--- Study text Enclosed Below ---
On November 3 and 10, the Netherlands joined Taiwan, the United States, and Japan in co-hosting the first sessions on the circular economy and marine waste issues under the Global Cooperation and Training Framework (GCTF, 全球合作暨訓練架構). The Netherlands is the fourth country to co-host the US-Taiwan collaborative platform after Japan, Sweden, and Australia recently joined as GCTF partners. The two virtual GCTF meetings, which included representatives from 16 countries, discussed sustainable materials management solutions to marine debris, particularly focusing on leveraging the circular economy to address global marine waste. The event was co-organized with the Dutch representative office in Taiwan for the first time amid a broadening of exchanges between the two sides. While economic and political ties between the Netherlands and China are likely to remain strong over the short term, Taipei and Amsterdam can seek to expand economic and trade ties, as well as improve cooperation in several other areas, including science and technology and public health and medicine.
China’s Elevated Role in Dutch Policy
The Dutch government has placed prime importance on building relations with China and securing opportunities for Dutch companies and knowledge institutions, despite warnings from European partners and the United States against overreliance on China’s economy. “Although in practice we are in many ways closer to the US than to China, we always make our own considerations and strive for broad and close relations with China,” stated the Dutch government’s China policy memorandum released last year. Indeed, the Netherlands is a founding member of the China-led Asian Infrastructure Investment Bank (AIIB) and has actively embraced China’s “Belt and Road Initiative” (BRI, formerly “One Belt, One Road,” 一帶一路). Amsterdam believes that the BRI can offer Dutch companies logistical opportunities, transport options, and open up relatively underdeveloped areas for investment. More broadly, Amsterdam seeks to reap benefits from China’s economic development and assist Dutch companies in gaining access to Chinese markets, talent pool, and knowledge infrastructure.
--- End of Enclosed Study text ---
[Activity A]
Name every country that the article on the Netherlands and Taiwan lists as a co-host of the November 3 and 10 sessions.
[Activity B]
According to the article on the Netherlands and Taiwan, how many countries sent representatives to the two virtual GCTF meetings?
[Activity C]
Continue the article on Dutch ties with Taiwan and China from its final sentence.
--- Material supplied Enclosed Below ---
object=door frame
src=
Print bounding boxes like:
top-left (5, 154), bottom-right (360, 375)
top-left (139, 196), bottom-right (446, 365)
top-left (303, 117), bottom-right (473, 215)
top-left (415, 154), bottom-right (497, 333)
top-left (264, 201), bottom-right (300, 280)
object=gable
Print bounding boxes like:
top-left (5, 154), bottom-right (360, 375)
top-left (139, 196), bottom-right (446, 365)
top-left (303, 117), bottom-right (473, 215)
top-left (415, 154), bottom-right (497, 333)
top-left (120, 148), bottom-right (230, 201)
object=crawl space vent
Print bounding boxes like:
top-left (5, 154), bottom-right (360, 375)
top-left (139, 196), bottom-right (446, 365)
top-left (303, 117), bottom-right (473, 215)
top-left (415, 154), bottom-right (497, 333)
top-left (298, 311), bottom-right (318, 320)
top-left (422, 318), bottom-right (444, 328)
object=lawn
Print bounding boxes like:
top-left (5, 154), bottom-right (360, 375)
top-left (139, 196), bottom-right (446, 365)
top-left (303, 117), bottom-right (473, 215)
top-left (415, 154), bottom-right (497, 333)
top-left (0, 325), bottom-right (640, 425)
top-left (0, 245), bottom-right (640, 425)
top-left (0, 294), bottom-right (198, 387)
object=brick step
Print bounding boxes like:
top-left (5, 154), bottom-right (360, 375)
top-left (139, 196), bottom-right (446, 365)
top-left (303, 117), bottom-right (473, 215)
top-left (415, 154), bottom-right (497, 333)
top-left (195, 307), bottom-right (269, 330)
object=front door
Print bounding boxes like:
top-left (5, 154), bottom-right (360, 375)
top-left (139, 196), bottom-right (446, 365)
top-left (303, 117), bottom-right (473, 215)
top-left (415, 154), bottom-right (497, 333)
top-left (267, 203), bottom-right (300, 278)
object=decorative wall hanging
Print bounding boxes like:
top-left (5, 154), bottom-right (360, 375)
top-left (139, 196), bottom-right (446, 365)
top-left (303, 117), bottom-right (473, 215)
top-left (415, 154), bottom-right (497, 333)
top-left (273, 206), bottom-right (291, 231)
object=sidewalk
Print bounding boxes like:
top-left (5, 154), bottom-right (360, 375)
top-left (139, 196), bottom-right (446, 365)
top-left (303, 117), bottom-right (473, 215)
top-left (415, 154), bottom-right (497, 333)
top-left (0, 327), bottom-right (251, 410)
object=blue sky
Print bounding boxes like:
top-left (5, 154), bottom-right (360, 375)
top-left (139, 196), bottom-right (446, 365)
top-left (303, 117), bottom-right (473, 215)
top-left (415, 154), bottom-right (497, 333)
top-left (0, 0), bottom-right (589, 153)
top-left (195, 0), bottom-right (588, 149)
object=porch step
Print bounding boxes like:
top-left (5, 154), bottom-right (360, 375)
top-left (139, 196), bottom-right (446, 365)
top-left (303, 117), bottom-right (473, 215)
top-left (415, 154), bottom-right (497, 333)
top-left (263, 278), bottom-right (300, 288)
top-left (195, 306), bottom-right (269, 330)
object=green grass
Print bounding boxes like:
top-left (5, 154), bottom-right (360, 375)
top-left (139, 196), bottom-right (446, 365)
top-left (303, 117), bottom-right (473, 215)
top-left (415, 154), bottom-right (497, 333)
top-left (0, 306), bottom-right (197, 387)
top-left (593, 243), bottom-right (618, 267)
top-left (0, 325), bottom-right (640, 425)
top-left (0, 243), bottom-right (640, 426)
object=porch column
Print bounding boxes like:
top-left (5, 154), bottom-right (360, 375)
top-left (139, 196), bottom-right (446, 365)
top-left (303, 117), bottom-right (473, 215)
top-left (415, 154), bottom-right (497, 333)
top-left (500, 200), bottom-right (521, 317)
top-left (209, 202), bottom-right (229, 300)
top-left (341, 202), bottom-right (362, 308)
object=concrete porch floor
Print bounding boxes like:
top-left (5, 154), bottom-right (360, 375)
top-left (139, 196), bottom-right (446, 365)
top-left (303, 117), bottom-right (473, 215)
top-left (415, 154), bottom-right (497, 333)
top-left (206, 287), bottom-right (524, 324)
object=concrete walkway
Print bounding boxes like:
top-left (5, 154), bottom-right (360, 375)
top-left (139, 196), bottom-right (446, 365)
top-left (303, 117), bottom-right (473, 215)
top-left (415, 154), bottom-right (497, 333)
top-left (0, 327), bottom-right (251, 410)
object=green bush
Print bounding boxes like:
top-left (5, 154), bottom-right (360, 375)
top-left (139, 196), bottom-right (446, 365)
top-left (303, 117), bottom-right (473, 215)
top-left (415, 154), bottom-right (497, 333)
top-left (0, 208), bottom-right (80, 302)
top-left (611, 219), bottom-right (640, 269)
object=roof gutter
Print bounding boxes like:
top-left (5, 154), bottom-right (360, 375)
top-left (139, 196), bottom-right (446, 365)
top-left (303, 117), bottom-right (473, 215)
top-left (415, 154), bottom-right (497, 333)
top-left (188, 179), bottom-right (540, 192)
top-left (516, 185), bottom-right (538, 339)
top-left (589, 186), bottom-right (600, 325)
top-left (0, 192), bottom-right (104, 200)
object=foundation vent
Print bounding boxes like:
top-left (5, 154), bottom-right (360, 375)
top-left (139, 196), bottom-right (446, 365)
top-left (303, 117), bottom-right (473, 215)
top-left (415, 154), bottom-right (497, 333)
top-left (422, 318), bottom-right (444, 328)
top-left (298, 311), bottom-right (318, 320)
--- End of Enclosed Material supplied ---
[Answer box A]
The Netherlands, Taiwan, the United States, and Japan.

[Answer box B]
16 countries.

[Answer box C]
The Sino-Dutch trade and financial relationship is deeply intertwined in ways that increase the difficulty of forcing Dutch divestment from the Chinese economy. China ranks as the Netherland’s largest trading partner in Asia, with two-way trade reaching USD $85 billion in 2018. The Chinese are also its second-largest foreign investor, as China’s accumulated investment in the Netherlands reached USD $18.5 billion at the end of 2017. Meanwhile, the Netherlands—referred to by Chinese state media as China’s “gateway to Europe”—is also China’s second-largest trade partner and largest importer of Chinese goods among European Union (EU) member states, as well as the third-largest investor in China among EU countries. Nearly 900 Dutch companies have operations in China.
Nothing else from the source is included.